ASSIGNED TASK: Your task is to restate every entry below word for word and omit the images.

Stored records

= = = = =

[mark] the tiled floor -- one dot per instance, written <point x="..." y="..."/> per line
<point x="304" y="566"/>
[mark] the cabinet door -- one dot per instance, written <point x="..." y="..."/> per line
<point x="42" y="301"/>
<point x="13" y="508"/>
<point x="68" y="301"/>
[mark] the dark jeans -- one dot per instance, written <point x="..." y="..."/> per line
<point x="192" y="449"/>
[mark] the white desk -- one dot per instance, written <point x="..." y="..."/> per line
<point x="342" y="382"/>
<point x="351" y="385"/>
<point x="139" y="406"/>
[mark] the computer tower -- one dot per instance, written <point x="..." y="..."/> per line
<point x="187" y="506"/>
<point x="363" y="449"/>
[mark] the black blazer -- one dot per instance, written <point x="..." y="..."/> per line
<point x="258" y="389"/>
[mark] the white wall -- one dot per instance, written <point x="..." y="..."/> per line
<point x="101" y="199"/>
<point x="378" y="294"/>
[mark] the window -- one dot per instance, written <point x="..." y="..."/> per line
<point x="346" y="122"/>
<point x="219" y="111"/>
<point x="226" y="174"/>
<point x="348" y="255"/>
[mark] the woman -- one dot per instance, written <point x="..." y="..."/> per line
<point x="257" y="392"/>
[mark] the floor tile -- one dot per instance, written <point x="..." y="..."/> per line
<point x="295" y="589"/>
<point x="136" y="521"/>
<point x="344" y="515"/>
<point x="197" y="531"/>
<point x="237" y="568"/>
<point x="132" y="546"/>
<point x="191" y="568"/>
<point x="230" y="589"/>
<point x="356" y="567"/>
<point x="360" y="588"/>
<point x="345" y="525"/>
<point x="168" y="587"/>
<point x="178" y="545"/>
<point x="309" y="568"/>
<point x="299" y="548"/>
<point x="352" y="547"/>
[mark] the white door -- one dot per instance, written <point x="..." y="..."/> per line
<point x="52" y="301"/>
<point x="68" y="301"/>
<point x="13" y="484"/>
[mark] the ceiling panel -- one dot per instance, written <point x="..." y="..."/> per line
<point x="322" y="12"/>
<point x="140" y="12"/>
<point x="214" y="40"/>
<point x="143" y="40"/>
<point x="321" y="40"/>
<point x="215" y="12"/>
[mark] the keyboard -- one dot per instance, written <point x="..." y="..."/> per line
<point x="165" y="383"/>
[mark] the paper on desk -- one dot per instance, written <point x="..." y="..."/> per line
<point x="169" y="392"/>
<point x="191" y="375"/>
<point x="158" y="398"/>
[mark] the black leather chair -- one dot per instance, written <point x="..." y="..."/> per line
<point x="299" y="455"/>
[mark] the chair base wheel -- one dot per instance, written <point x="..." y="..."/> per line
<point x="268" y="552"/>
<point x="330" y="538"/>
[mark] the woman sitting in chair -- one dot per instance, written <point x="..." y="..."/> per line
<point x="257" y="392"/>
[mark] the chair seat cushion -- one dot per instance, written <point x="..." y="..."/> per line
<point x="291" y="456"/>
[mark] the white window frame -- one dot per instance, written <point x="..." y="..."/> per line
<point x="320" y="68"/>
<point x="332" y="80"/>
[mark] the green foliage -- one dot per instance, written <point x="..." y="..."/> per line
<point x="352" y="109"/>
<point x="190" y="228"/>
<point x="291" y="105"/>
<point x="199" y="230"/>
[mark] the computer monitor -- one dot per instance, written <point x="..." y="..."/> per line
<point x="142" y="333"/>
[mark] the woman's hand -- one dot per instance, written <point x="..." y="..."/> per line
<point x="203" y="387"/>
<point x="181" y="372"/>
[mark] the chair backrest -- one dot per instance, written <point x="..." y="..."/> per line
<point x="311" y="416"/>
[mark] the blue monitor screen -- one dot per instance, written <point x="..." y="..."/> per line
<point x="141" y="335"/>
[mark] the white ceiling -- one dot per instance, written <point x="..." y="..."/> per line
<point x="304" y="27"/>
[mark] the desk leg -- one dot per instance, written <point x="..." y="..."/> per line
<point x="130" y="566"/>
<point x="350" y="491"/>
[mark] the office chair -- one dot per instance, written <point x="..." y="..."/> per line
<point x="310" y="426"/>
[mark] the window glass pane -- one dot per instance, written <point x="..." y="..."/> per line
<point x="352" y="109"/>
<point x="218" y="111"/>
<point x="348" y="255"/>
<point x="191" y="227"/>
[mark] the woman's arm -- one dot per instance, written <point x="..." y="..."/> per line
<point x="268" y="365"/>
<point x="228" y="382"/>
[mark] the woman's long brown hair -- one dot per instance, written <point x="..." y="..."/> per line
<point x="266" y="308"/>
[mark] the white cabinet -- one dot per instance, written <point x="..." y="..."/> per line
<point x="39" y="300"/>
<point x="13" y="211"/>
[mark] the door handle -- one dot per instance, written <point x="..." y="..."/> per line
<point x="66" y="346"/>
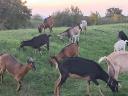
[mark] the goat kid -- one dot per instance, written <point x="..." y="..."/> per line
<point x="37" y="42"/>
<point x="120" y="45"/>
<point x="17" y="70"/>
<point x="83" y="68"/>
<point x="70" y="50"/>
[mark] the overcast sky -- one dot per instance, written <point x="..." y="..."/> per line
<point x="47" y="7"/>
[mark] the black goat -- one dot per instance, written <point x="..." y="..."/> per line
<point x="122" y="36"/>
<point x="37" y="42"/>
<point x="83" y="69"/>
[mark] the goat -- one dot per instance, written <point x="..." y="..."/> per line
<point x="122" y="36"/>
<point x="83" y="25"/>
<point x="37" y="42"/>
<point x="120" y="45"/>
<point x="17" y="70"/>
<point x="85" y="69"/>
<point x="70" y="50"/>
<point x="72" y="33"/>
<point x="117" y="63"/>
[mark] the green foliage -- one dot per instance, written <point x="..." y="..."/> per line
<point x="68" y="17"/>
<point x="35" y="21"/>
<point x="112" y="11"/>
<point x="97" y="42"/>
<point x="14" y="14"/>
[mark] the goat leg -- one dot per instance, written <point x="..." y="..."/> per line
<point x="100" y="91"/>
<point x="88" y="88"/>
<point x="18" y="86"/>
<point x="1" y="77"/>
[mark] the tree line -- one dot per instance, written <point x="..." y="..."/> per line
<point x="15" y="14"/>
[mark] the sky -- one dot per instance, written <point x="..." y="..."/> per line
<point x="47" y="7"/>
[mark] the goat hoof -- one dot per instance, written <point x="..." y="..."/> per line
<point x="18" y="89"/>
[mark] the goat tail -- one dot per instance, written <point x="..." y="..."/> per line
<point x="102" y="59"/>
<point x="49" y="35"/>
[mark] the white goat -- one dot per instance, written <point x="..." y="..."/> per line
<point x="117" y="63"/>
<point x="120" y="45"/>
<point x="83" y="25"/>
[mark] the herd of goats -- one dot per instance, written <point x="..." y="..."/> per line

= = = = =

ANSWER SPACE:
[mark] the tiled floor -- one dot per instance, written <point x="..." y="..."/> per line
<point x="304" y="566"/>
[mark] the cabinet door -- one dot per instance, written <point x="..." y="..."/> per line
<point x="42" y="301"/>
<point x="13" y="508"/>
<point x="68" y="301"/>
[mark] the dark jeans -- one dot per instance, written <point x="..." y="..."/> per line
<point x="192" y="449"/>
[mark] the white desk -- one dot per instance, written <point x="..." y="..."/> per line
<point x="342" y="382"/>
<point x="351" y="385"/>
<point x="139" y="406"/>
[mark] the computer tower -- one dot per instance, written <point x="..." y="..."/> per line
<point x="187" y="506"/>
<point x="363" y="449"/>
[mark] the black blazer -- one dot per instance, written <point x="..." y="..."/> per line
<point x="258" y="389"/>
[mark] the white wall -- one dot per instance, written <point x="..." y="..."/> per line
<point x="101" y="199"/>
<point x="378" y="294"/>
[mark] the window -- one dot per instance, written <point x="..." y="..."/> per line
<point x="346" y="122"/>
<point x="219" y="111"/>
<point x="226" y="174"/>
<point x="348" y="255"/>
[mark] the woman -- one dot per instance, written <point x="..." y="..."/> per line
<point x="257" y="392"/>
[mark] the floor tile -- one dot per instance, written <point x="..." y="..."/> per line
<point x="295" y="589"/>
<point x="136" y="521"/>
<point x="344" y="515"/>
<point x="197" y="531"/>
<point x="237" y="568"/>
<point x="132" y="546"/>
<point x="191" y="568"/>
<point x="230" y="589"/>
<point x="356" y="567"/>
<point x="360" y="588"/>
<point x="345" y="525"/>
<point x="168" y="587"/>
<point x="178" y="545"/>
<point x="309" y="568"/>
<point x="299" y="548"/>
<point x="352" y="547"/>
[mark] the white door -- one dot per instance, written <point x="..." y="..."/> per line
<point x="52" y="301"/>
<point x="68" y="301"/>
<point x="13" y="484"/>
[mark] the ceiling panel -- one dot per instance, written <point x="..." y="..."/> per line
<point x="322" y="12"/>
<point x="140" y="12"/>
<point x="214" y="40"/>
<point x="143" y="40"/>
<point x="321" y="40"/>
<point x="215" y="12"/>
[mark] the keyboard -- one dot per instance, written <point x="..." y="..."/> per line
<point x="165" y="383"/>
[mark] the paper on desk -- one dot per instance, written <point x="..." y="..."/> per line
<point x="169" y="392"/>
<point x="191" y="375"/>
<point x="158" y="398"/>
[mark] the black leather chair -- one dot per instance, written <point x="..." y="..."/> per line
<point x="299" y="455"/>
[mark] the chair base wheel -- one dot per instance, written <point x="..." y="..."/> per line
<point x="268" y="552"/>
<point x="330" y="538"/>
[mark] the woman sitting in chair -- one dot per instance, written <point x="..." y="..."/> per line
<point x="257" y="392"/>
[mark] the chair seat cushion -- one dot per instance, written <point x="..." y="..."/> per line
<point x="291" y="456"/>
[mark] the white window frame -- one dot per instance, written <point x="..." y="..."/> per line
<point x="320" y="68"/>
<point x="332" y="80"/>
[mark] the green foliage -- one dot per instance, written <point x="..." y="..."/> per line
<point x="352" y="109"/>
<point x="190" y="228"/>
<point x="291" y="105"/>
<point x="199" y="230"/>
[mark] the computer monitor -- one dot per instance, written <point x="..." y="..."/> per line
<point x="142" y="333"/>
[mark] the woman's hand -- one dot per instance, written <point x="..." y="..."/> per line
<point x="203" y="387"/>
<point x="181" y="372"/>
[mark] the chair backrest -- one dot per instance, written <point x="..." y="..."/> per line
<point x="311" y="416"/>
[mark] the blue monitor screen -- one dot per instance, written <point x="..." y="..."/> per line
<point x="141" y="335"/>
[mark] the white ceiling -- one dot per instance, written <point x="..." y="..."/> per line
<point x="304" y="27"/>
[mark] the desk leg -- one dot per instance, written <point x="..." y="..."/> per line
<point x="130" y="566"/>
<point x="350" y="491"/>
[mark] the office chair -- one dot per instance, written <point x="..." y="..."/> per line
<point x="310" y="426"/>
[mark] the window glass pane -- one dot per instance, written <point x="..." y="..."/> per line
<point x="352" y="109"/>
<point x="218" y="111"/>
<point x="348" y="255"/>
<point x="191" y="227"/>
[mark] the woman's arm -- one dot per instance, written <point x="..." y="..."/> per line
<point x="268" y="365"/>
<point x="228" y="382"/>
[mark] the woman's long brown hair -- one dot per instance, written <point x="..." y="..."/> per line
<point x="266" y="308"/>
[mark] the white cabinet -- one dot per instance, written <point x="..." y="..."/> per line
<point x="39" y="300"/>
<point x="13" y="211"/>
[mark] the door handle -- one dot per instance, written <point x="..." y="..."/> per line
<point x="66" y="346"/>
[mark] the goat kid -- one dot per instance, written <point x="..." y="..."/> per line
<point x="37" y="42"/>
<point x="120" y="45"/>
<point x="17" y="70"/>
<point x="83" y="68"/>
<point x="70" y="50"/>
[mark] the overcast sky -- one dot per instance, written <point x="..." y="..."/> per line
<point x="47" y="7"/>
[mark] the black goat -- one dot per instance, written <point x="..." y="..."/> per line
<point x="122" y="36"/>
<point x="37" y="42"/>
<point x="83" y="69"/>
[mark] the goat -- one dot per instance, written <point x="..." y="..."/> per line
<point x="122" y="36"/>
<point x="83" y="25"/>
<point x="37" y="42"/>
<point x="120" y="45"/>
<point x="17" y="70"/>
<point x="85" y="69"/>
<point x="70" y="50"/>
<point x="72" y="33"/>
<point x="117" y="63"/>
[mark] the green foliage -- one dot per instance, written <point x="..." y="..."/> per line
<point x="68" y="17"/>
<point x="35" y="21"/>
<point x="112" y="11"/>
<point x="97" y="42"/>
<point x="14" y="14"/>
[mark] the goat leg -- one dot per instance, written <point x="..." y="..."/> per line
<point x="100" y="91"/>
<point x="88" y="88"/>
<point x="18" y="86"/>
<point x="1" y="77"/>
[mark] the tree line -- one dot per instance, written <point x="..." y="..."/> per line
<point x="15" y="14"/>
[mark] the sky -- one dot per instance, written <point x="..." y="..."/> per line
<point x="47" y="7"/>
[mark] the goat hoof -- one dot per instance, written <point x="..." y="..."/> per line
<point x="18" y="89"/>
[mark] the goat tail -- one dot per instance, written <point x="..." y="..."/> per line
<point x="102" y="59"/>
<point x="49" y="35"/>
[mark] the white goat -- one dot per instance, written <point x="..." y="..."/> per line
<point x="117" y="63"/>
<point x="120" y="45"/>
<point x="83" y="25"/>
[mark] the herd of goats -- one dot per instance, written <point x="..." y="..."/> per line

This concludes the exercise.